**TASK GOAL**
The answer must be a word-for-word copy of the records below, with every picture left out.

**SUPPLIED DATA**
◆ ◆ ◆ ◆ ◆ ◆ ◆
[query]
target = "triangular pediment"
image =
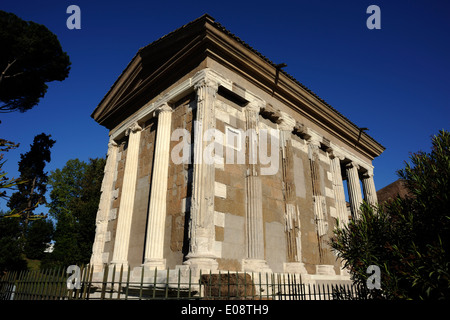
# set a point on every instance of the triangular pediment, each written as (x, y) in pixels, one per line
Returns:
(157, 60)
◆ ◆ ◆ ◆ ◆ ◆ ◆
**ANSWER SECTION**
[query]
target = "triangular pediment"
image =
# set a point on every instance of the triangular pediment, each written as (x, y) in pixels, one per line
Returns:
(157, 60)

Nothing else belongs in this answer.